- Dataset content -
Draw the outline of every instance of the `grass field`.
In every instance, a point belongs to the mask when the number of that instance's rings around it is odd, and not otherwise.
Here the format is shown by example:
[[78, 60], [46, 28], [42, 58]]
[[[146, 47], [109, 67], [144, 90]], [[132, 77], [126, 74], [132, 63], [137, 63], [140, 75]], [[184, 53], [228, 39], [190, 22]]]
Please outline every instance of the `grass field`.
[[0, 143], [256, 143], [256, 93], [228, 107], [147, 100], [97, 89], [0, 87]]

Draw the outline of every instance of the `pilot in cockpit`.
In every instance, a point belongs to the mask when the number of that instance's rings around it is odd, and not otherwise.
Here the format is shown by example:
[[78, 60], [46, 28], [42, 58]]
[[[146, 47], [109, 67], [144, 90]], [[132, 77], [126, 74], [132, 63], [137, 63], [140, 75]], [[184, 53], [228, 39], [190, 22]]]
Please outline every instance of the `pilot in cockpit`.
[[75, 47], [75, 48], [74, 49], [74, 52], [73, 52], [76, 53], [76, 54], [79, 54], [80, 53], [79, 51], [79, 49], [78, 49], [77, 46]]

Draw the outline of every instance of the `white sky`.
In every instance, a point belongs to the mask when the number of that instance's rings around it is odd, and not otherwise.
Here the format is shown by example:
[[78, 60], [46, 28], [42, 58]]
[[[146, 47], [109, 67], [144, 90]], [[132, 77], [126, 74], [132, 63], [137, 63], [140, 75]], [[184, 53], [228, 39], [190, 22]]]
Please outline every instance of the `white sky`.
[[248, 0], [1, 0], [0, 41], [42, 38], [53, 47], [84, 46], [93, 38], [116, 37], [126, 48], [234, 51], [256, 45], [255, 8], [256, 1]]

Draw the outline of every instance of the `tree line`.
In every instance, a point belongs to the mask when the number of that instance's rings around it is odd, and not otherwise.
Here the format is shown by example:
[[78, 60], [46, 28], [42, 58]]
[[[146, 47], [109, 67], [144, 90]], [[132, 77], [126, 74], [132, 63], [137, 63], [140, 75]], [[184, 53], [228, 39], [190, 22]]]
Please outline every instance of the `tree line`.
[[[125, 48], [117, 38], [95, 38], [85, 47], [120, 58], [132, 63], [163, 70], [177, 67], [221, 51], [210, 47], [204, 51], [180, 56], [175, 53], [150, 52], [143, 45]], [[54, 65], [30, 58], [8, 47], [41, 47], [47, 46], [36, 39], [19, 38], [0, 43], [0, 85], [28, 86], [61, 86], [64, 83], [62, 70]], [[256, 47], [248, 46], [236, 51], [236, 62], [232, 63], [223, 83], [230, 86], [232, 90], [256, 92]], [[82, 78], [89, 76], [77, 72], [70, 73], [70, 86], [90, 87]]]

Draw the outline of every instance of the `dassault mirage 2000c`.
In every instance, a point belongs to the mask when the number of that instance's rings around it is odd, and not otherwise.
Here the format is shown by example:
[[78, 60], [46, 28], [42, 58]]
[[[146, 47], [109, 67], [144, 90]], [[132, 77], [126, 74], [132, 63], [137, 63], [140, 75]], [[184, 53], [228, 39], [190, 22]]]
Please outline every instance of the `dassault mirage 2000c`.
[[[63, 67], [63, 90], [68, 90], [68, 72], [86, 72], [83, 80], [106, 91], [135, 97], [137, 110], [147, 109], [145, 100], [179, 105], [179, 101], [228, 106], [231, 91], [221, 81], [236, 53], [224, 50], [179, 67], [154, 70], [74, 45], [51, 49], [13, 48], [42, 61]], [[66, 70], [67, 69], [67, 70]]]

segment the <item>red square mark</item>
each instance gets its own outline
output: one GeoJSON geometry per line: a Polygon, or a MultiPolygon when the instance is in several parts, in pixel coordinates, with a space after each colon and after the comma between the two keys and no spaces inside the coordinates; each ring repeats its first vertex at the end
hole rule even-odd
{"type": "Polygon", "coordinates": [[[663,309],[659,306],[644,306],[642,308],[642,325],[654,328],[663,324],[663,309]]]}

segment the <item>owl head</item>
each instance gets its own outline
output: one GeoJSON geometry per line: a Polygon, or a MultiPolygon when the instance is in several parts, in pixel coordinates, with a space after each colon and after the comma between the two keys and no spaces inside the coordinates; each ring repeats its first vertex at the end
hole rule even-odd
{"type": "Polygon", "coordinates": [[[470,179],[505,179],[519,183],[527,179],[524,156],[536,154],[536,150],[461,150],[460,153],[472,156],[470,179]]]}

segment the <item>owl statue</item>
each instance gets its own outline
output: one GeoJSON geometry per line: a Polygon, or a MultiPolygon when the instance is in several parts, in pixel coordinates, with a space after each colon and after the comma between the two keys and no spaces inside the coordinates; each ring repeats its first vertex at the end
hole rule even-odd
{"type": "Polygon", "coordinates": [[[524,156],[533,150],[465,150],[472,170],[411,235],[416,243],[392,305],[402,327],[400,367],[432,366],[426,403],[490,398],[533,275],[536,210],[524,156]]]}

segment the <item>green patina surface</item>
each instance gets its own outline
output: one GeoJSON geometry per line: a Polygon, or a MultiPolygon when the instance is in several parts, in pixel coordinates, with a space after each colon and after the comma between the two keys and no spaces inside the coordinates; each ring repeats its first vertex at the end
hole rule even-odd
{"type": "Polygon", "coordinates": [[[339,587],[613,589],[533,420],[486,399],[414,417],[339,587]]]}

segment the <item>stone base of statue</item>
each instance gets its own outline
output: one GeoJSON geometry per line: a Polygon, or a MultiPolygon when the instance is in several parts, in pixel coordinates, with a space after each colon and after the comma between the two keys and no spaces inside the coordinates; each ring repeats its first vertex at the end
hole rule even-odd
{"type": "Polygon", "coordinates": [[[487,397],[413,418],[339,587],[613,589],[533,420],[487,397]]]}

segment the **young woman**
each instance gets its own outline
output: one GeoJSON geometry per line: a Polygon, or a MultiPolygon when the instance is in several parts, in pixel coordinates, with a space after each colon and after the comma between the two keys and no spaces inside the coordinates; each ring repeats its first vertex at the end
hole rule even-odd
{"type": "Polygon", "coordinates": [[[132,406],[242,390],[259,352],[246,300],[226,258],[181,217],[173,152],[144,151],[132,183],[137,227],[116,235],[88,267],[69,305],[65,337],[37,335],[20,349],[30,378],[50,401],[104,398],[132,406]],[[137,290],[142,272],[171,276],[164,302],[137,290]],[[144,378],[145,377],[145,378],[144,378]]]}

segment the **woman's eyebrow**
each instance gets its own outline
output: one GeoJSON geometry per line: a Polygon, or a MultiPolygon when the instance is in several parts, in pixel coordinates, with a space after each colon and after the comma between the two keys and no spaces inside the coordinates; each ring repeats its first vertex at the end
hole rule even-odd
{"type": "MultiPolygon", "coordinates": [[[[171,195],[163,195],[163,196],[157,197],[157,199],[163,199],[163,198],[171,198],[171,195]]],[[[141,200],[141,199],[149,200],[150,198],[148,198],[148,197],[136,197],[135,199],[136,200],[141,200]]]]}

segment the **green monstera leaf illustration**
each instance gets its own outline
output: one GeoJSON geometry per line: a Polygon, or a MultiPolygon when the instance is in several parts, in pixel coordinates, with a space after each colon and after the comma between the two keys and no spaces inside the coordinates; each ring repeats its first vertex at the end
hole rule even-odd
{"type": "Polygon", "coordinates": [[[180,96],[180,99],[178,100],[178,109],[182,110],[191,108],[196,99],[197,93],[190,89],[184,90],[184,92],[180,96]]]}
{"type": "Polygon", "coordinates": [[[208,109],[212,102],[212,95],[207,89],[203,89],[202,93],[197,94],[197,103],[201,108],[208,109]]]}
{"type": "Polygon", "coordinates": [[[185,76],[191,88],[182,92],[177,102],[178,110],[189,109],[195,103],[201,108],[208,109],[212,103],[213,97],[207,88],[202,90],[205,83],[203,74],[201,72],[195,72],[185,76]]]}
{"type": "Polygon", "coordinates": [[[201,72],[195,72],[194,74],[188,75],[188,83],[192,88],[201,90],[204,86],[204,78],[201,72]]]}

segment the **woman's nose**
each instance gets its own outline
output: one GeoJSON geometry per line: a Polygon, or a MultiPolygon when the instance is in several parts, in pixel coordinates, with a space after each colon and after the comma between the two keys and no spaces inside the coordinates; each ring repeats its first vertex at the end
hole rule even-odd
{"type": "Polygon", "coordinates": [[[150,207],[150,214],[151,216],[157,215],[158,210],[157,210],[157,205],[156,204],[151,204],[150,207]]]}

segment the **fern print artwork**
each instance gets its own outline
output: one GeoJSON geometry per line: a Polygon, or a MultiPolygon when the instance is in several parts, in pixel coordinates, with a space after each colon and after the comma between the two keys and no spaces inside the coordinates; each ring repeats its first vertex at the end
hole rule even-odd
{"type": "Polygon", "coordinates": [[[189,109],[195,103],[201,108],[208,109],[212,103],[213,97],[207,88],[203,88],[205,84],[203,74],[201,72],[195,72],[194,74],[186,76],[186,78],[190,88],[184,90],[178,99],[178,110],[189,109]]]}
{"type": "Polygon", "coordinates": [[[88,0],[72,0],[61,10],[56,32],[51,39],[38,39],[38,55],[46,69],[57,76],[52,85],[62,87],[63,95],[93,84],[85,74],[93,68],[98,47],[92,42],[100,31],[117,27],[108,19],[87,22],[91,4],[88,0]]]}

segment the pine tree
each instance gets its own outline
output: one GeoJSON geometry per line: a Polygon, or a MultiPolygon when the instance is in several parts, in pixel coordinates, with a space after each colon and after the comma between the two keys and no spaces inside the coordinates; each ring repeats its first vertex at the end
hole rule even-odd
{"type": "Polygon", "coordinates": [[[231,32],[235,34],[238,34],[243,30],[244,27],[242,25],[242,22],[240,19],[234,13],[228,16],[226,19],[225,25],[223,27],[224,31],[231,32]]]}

- Description of the task -
The line containing "segment the pine tree" marks the start; retype it and each line after it through the end of the records above, exactly.

- The result -
segment the pine tree
each instance gets its own outline
output: one GeoJSON geometry per line: a Polygon, or a MultiPolygon when the instance is in several parts, in pixel coordinates, with a space after each colon and after the comma between the two keys and no spaces inside the coordinates; each ring repeats its first vertex at the end
hole rule even-odd
{"type": "Polygon", "coordinates": [[[231,32],[235,34],[238,34],[243,30],[244,27],[242,25],[242,22],[240,19],[234,13],[228,16],[226,19],[225,25],[223,27],[224,31],[231,32]]]}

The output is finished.